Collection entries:
____

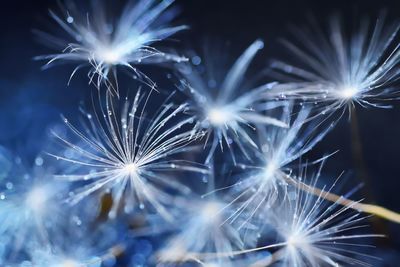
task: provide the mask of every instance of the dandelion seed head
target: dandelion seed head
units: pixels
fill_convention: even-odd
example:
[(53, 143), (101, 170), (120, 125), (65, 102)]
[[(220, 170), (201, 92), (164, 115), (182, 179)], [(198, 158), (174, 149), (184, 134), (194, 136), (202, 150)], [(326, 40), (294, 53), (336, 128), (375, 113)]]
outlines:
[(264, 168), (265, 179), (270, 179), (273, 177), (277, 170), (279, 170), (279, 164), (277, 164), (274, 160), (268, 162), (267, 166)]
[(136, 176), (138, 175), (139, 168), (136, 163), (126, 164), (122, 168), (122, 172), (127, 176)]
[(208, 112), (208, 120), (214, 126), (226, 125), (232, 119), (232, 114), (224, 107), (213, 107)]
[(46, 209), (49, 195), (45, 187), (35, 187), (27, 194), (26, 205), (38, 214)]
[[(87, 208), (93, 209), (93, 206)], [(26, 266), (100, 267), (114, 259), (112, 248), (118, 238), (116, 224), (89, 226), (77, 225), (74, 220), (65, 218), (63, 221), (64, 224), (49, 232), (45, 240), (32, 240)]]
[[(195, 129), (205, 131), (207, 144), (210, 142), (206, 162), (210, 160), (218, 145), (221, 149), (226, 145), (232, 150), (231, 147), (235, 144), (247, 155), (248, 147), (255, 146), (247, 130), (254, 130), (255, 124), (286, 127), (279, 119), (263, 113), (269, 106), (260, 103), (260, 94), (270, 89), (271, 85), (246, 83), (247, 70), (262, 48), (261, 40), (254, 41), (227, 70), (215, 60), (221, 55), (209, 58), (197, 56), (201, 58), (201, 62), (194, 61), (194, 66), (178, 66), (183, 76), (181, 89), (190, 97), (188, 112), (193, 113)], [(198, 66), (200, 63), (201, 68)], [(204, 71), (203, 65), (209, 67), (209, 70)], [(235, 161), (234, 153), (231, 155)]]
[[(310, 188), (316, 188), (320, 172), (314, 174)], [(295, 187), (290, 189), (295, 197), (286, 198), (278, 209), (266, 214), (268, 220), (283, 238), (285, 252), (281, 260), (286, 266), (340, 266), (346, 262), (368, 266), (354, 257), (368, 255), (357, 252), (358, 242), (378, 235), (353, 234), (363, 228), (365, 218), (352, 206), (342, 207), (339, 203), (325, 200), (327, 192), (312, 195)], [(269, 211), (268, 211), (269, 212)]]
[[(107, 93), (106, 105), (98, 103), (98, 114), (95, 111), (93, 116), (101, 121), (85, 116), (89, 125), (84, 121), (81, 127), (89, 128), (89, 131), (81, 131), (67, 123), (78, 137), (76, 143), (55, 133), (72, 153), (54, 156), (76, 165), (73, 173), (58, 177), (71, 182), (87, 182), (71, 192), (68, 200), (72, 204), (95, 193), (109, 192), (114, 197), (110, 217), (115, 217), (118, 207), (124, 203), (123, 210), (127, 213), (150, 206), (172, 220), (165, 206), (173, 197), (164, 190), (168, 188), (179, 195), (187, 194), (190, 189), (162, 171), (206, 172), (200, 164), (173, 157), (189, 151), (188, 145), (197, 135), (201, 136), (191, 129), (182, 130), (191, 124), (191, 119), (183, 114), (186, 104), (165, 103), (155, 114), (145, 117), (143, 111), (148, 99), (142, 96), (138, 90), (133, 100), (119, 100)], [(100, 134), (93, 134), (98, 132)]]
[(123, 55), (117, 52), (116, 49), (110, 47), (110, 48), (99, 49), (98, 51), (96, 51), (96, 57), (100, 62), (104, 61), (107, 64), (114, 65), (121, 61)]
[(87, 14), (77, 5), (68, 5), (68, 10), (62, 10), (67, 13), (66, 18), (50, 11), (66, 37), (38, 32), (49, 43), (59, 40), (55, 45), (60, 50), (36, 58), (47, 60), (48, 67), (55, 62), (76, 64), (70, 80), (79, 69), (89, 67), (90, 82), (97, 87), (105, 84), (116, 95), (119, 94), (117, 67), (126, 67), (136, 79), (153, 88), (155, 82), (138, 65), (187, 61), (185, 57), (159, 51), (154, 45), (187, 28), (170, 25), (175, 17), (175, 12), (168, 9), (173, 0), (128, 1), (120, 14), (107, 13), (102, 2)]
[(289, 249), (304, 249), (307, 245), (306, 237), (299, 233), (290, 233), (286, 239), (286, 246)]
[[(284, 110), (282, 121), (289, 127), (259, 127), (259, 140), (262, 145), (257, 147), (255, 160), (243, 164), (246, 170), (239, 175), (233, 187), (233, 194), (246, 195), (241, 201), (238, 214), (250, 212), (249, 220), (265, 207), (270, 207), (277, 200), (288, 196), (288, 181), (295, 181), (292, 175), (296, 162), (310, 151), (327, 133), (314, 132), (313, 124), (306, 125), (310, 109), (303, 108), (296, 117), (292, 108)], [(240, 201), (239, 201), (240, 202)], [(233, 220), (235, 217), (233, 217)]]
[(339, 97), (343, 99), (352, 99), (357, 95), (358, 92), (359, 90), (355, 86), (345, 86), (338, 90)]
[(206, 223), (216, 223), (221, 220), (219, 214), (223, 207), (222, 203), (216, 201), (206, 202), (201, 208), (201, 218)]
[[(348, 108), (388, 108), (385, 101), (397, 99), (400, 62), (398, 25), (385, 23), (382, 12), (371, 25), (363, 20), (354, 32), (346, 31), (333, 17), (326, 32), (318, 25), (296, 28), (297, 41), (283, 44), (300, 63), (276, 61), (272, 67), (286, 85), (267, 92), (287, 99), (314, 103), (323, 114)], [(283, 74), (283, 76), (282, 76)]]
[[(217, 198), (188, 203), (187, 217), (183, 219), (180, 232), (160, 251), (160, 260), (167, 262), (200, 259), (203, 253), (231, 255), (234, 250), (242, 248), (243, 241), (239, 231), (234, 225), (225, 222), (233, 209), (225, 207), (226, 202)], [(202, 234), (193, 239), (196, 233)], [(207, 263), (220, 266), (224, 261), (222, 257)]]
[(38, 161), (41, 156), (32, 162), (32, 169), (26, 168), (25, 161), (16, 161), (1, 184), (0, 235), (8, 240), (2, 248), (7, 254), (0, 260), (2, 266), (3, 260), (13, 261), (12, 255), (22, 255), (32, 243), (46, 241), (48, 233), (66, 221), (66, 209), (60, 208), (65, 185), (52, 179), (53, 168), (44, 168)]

____

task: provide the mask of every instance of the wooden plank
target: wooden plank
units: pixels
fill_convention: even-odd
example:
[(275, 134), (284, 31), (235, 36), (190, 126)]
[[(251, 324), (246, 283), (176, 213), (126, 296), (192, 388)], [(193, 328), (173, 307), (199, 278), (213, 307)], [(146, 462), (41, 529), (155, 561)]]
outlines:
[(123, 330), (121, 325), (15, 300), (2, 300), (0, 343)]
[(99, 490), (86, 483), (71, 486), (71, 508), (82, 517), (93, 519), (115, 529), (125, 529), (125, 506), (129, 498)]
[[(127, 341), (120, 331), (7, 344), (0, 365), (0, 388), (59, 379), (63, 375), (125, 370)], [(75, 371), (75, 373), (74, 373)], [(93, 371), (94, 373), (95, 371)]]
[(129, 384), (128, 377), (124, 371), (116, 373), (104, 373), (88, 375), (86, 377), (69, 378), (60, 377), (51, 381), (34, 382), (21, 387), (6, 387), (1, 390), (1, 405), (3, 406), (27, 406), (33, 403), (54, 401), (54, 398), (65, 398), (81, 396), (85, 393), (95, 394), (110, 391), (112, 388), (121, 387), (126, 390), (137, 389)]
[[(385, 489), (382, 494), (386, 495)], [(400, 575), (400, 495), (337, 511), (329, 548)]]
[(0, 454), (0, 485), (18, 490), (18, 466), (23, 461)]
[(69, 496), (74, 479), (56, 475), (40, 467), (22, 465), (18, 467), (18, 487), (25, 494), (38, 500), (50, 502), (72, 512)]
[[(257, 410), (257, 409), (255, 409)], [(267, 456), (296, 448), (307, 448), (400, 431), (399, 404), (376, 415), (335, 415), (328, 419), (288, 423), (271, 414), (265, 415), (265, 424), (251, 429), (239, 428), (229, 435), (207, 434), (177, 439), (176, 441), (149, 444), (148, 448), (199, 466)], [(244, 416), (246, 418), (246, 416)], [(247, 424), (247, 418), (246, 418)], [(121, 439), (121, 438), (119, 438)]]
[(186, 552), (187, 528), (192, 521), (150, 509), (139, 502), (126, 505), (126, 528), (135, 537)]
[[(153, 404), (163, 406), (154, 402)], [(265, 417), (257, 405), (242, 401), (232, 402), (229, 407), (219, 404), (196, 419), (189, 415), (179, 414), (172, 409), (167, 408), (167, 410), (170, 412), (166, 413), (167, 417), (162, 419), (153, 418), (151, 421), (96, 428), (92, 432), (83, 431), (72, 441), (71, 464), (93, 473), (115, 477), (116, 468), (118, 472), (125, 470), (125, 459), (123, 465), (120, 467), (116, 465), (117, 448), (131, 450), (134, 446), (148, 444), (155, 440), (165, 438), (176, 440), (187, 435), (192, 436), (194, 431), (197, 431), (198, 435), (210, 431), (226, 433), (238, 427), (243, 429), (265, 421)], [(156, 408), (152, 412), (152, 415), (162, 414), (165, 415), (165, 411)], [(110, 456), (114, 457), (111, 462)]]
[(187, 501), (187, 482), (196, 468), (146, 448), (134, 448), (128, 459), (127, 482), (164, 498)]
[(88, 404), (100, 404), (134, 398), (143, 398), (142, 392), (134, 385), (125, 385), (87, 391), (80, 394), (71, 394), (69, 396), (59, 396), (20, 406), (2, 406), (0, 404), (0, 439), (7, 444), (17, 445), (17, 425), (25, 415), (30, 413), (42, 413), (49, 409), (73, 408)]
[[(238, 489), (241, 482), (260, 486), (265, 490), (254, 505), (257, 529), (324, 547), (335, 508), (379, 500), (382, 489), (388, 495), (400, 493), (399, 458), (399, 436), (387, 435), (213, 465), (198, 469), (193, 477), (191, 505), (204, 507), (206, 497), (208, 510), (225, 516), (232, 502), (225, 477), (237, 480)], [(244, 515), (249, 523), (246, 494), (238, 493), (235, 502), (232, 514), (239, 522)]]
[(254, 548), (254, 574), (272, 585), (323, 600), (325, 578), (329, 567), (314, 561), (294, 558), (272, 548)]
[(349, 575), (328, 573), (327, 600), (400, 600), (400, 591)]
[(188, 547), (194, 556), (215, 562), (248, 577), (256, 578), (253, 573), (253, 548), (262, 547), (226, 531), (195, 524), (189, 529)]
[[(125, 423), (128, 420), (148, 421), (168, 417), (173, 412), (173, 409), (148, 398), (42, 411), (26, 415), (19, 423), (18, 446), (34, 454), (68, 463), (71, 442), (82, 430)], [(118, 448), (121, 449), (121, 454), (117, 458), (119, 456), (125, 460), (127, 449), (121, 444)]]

____

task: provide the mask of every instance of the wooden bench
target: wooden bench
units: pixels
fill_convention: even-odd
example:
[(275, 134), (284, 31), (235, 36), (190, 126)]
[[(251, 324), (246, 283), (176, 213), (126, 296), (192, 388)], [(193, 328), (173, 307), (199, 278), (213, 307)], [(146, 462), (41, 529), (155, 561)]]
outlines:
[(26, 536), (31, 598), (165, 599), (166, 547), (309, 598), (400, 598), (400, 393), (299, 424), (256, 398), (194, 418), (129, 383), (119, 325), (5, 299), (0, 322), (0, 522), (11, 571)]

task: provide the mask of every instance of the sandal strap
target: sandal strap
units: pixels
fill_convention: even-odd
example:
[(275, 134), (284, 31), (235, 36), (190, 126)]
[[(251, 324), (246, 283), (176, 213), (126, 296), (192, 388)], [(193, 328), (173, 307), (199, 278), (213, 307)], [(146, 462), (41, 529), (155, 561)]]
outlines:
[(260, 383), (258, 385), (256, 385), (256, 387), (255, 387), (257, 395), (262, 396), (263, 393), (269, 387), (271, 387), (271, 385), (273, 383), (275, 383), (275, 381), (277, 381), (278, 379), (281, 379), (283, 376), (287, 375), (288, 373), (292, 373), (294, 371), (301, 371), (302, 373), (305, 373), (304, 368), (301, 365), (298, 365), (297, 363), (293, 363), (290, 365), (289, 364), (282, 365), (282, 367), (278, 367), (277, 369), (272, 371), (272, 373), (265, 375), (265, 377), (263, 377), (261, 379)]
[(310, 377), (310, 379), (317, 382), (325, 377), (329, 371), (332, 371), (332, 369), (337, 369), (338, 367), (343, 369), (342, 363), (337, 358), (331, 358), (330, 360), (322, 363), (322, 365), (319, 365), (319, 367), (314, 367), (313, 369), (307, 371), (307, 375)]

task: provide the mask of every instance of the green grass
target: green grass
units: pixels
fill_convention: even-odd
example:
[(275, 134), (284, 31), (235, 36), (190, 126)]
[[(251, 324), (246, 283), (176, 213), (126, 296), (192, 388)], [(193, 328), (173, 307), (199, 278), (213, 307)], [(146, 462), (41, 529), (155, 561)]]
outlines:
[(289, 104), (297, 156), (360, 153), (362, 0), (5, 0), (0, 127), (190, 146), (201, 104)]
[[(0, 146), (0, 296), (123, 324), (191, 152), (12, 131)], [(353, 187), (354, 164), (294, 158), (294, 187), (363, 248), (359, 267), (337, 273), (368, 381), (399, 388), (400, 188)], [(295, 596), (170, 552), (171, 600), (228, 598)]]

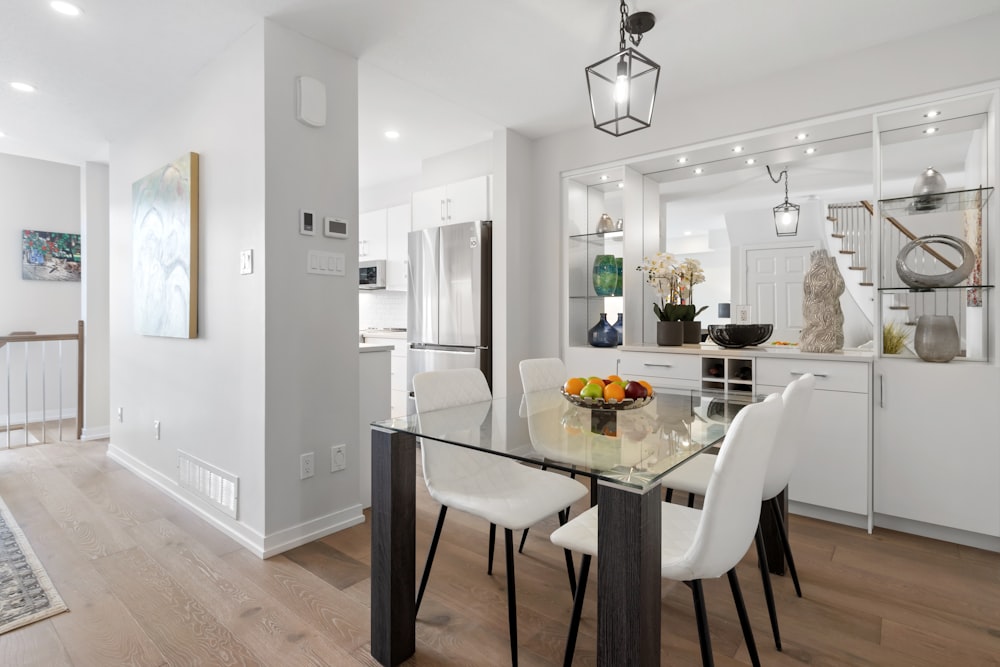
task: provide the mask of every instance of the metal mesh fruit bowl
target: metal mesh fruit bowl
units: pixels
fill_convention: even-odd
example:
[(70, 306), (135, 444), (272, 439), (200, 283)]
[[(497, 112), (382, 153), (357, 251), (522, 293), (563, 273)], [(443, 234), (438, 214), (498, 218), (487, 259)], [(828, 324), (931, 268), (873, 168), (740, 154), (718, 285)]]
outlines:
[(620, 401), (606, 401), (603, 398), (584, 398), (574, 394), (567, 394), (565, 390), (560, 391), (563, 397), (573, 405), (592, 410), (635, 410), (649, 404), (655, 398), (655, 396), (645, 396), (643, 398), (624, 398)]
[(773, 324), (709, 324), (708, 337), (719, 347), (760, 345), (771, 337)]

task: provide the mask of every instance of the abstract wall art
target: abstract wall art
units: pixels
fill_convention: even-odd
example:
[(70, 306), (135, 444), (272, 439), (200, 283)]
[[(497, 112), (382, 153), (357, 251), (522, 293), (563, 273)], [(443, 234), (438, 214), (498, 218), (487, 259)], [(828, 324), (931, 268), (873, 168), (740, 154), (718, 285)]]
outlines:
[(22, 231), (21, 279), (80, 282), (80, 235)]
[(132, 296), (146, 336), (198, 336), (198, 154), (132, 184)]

____

Task objective
Copy the lines of the data above exactly as written, beginning with the line containing "task: provide the mask of every instance of the dandelion" and ending with the line containing "128), (375, 113)]]", and leave out all other lines.

Written response
task: provide the mask of every instance of the dandelion seed head
target: dandelion seed head
units: pixels
fill_convention: even-odd
example:
[(53, 143), (101, 170), (120, 125), (65, 102)]
[[(220, 170), (201, 92), (164, 115), (182, 179)], [(198, 158), (174, 149), (184, 134), (194, 136), (202, 150)], [(326, 40), (294, 53), (336, 128), (375, 113)]]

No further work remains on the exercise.